**CHECK YOUR UNDERSTANDING:**
• 1. In the excerpt on transcranial ultrasound imaging, what was the sampling rate used to capture the receiver array waveforms?
• 2. Summarize the excerpt on transcranial ultrasound imaging in two sentences.
• 3. Continue the excerpt on transcranial ultrasound imaging from where it stops.

Here, we use a passive technique similar to those previously used in acoustics¹² and seismic imaging,¹³ modifications of which have more recently been investigated to map cavitation activity during ultrasound therapy.^{14, 15} With passive beamforming techniques both the phase and amplitude information of the received signals are considered and axial resolution primarily depends on frequency and array aperture, and not on pulse length.¹⁶ Additionally, the intensity of the scatter response can be integrated over time to hugely improve the signal to noise ratio (SNR).¹³ Finally, to overcome the skull attenuation we use a low frequency transmit array, and to increase the resolution we use a full hemispherical sparse receiver array. Large aperture transmit arrays are standard place in transcranial ultrasound therapy research,^{17, 18} but have not been used for brain imaging. Micrometer-size gas bubbles are exceptional scatters of ultrasound and have been used as intravascular contrast agents for over two decades.^{19, 20} With our hemispherical array, and using passive beamforming, we can optimize the imaging resolution for a given frequency and achieve sufficient SNR to image single bubbles through a human skullcap. Here we transcranially excite single microbubbles flowing through a tube phantom and generate three-dimensional maps of the bubbles, using a bubble-based phase correction technique, similar to those proposed by others for phase correction of the transmit beam,^{21, 22} but modified to apply to the receive case. The result is a high resolution, transcranial, diffraction limited image of the tube phantom.

However, it has been known for some time that the position of a distinct source within an image can be determined to a much greater level of accuracy than the point spread function (PSF).²³ This has been applied to optics to allow imaging well beyond the diffraction limit.²⁴ We utilized these ideas, and the fact that the bubbles move with the blood flow, and developed a method to enhance the three-dimensional resolution of our trans-skull imaging beyond the diffraction limit.

METHODS AND MATERIALS

Experimental setup and measurements

The experimental setup is illustrated in Fig. 1a. We obtained images, through an ex vivo human skullcap, of a spiral phantom with a nominal internal tube diameter of 255 μm. The receiver array consisted of 128 piezo-ceramic disc elements (Del Piezo Specialties, LLC., West Palm Beach, FL) sparsely distributed in a pseudo-random configuration over a whole hemisphere to optimize the imaging resolution. The elements had a diameter of 2.54 mm and center frequencies of 612 kHz. Waveforms from the receiver array were captured using a 128 channel receiver (SonixDAQ, Ultrasonix, Richmond, B.C., Canada). The sampling rate was 10 MHz.

Stored data entries

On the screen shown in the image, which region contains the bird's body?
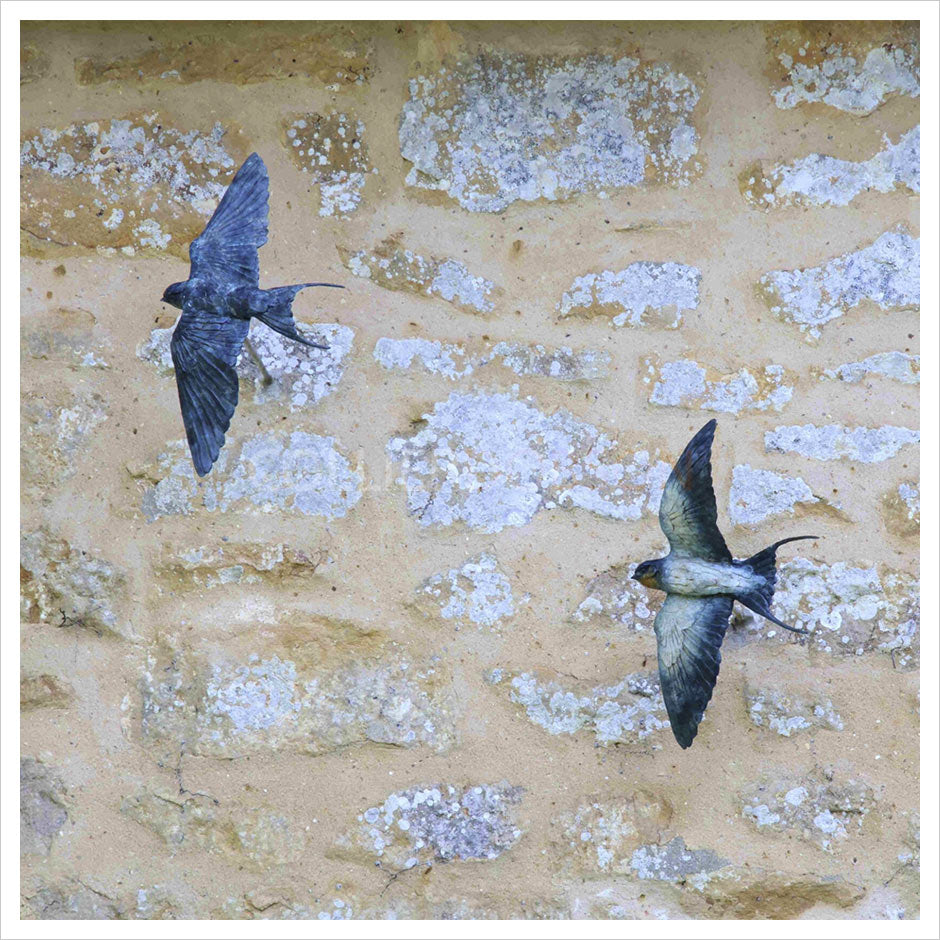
[633,420,816,748]
[163,153,341,476]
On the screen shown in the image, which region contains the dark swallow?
[633,419,817,748]
[163,153,342,476]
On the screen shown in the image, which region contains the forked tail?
[736,535,819,635]
[255,284,343,349]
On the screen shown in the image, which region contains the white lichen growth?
[760,231,920,339]
[558,261,702,328]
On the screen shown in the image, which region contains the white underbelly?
[662,558,764,597]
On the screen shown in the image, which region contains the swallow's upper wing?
[659,418,731,561]
[654,594,734,748]
[170,305,249,476]
[189,153,268,287]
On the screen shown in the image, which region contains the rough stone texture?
[881,480,920,538]
[760,231,920,338]
[285,111,378,219]
[558,261,702,328]
[140,630,456,758]
[768,22,920,115]
[387,392,670,532]
[744,686,844,738]
[398,52,699,212]
[340,240,499,313]
[337,782,524,871]
[137,320,355,411]
[138,431,362,522]
[764,424,920,463]
[20,22,916,933]
[20,529,134,637]
[415,552,516,630]
[571,564,657,633]
[489,669,669,746]
[372,336,610,382]
[76,22,372,88]
[821,351,920,385]
[20,111,247,256]
[121,787,304,869]
[741,775,876,851]
[728,464,820,525]
[643,359,793,414]
[739,125,920,209]
[20,757,69,855]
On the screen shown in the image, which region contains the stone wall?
[21,22,919,918]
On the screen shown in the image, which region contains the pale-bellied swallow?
[633,419,817,748]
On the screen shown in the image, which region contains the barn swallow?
[162,153,342,476]
[633,418,817,748]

**LIST OF ANSWERS:**
• 1. 10 MHz

• 2. The authors use passive beamforming with a low frequency transmit array and a full hemispherical sparse receiver array to image single microbubbles through a human skullcap, applying a bubble-based phase correction to produce a diffraction limited three-dimensional image of a tube phantom. Because the position of a distinct source can be determined far more accurately than the point spread function, and because the bubbles move with the blood flow, they developed a method to enhance resolution beyond the diffraction limit, and they imaged a 255 μm spiral phantom through an ex vivo skullcap with a 128-element receiver array.

• 3.
Figure 1.

(a) Illustration of the experimental setup and photograph of the imaging phatom. (b) Flow chart illustrating the method for calculating the phase {s} and amplitude {a} correction terms. (c) Normalized z-projection images (2 cm stack) of a single bubble reconstructed without (top) and with (bottom) phase and amplitude correction to account for the abberating effects of the skull.

The ultrasound was generated using a subset of 128 elements from a previously described 30 cm diameter, 1372 element hemispherical transcranial therapy array.¹⁸ The transmit elements have a center frequency of 306 kHz and were driven using a 128 channel driving system (Verasonics, Inc., Redmond, WA). Bursts were five cycles in length and were repeated at a rate of 10 Hz. Based on prior measurements with a calibrated fiber-optic hydrophone (Precision Acoustics, Ltd., Dorset, U.K.), it was estimated that focal pressures between approximately 0.15 and 0.35 MPa (Mechanical Index (MI) = 0.25–0.59) were achieved through the skull. The use of separate transmit and receive arrays served multiple purposes. First, the narrowband receiver elements tuned to two times the driving frequency provided good sensitivity to the harmonic bubble activity. The receiver elements were also sufficiently narrowband as to suppress the strong reflections of the transmitted pulse from the skull bone and avoid saturating the received signals. Finally, smaller diameter elements were used on receive in order to maintain good directivity at the higher receive frequency.

The transducer was placed in a rubber-lined tank filled with degassed, deionized water. An ex vivo human skullcap was degassed in a vacuum jar for 2 h prior to the experiment. The skullcap was placed in the tank and a tube phantom was placed near the geometric focus of the array (15 cm focal length). The tube phantom was made from 255 μm internal diameter polytetrafluoroethylene tubing (Cole-Parmer, Vernon Hills, IL). To make the spiral, the tube was wrapped tightly around a brass rod with external diameter of 2.5 mm and repeatedly heated and quenched. After removing the tube from the brass rod, the phantom relaxed to the shape of an irregular spiral with an approximate diameter of 3 mm and pitch of 3–3.5 mm.

Water was gravity fed through the phantom at a rate of approximately 0.23 ml/min. This flow rate would be reasonable in some of the smaller cerebral vasculature. This is based on reported flow rates in humans in the middle cerebral artery (6.5 mm diameter) of 127 ml/min.²⁵ The transmit focus was electronically steered through a 12 × 12 × 12 mm³ volume with a step size of 2 mm, recording the received waveforms at each location. Definity™ microbubbles (1–3 μm mean diam., Lantheus Medical Imaging, North Billerica, MA) in water at an approximate concentration of 1600 bubbles/ml, or 12 mm of tubing per bubble were then fed through the phantom and the volume scan was repeated. The concentration of bubbles was estimated based on a maximum of 1.2 × 10¹⁰ bubbles per ml of undiluted agent immediately following activation (http://www.definityimaging.com/pdf/DEFINITY%20Prescribing%20Information%20515987-0413.pdf), and assuming a loss of 50% of the bubble population due to handling.²⁶ A conservative estimate based on published work in humans¹¹ would suggest that the concentrations used in this study are approximately one one-thousandth of those in the blood stream for transcranial Doppler ultrasound.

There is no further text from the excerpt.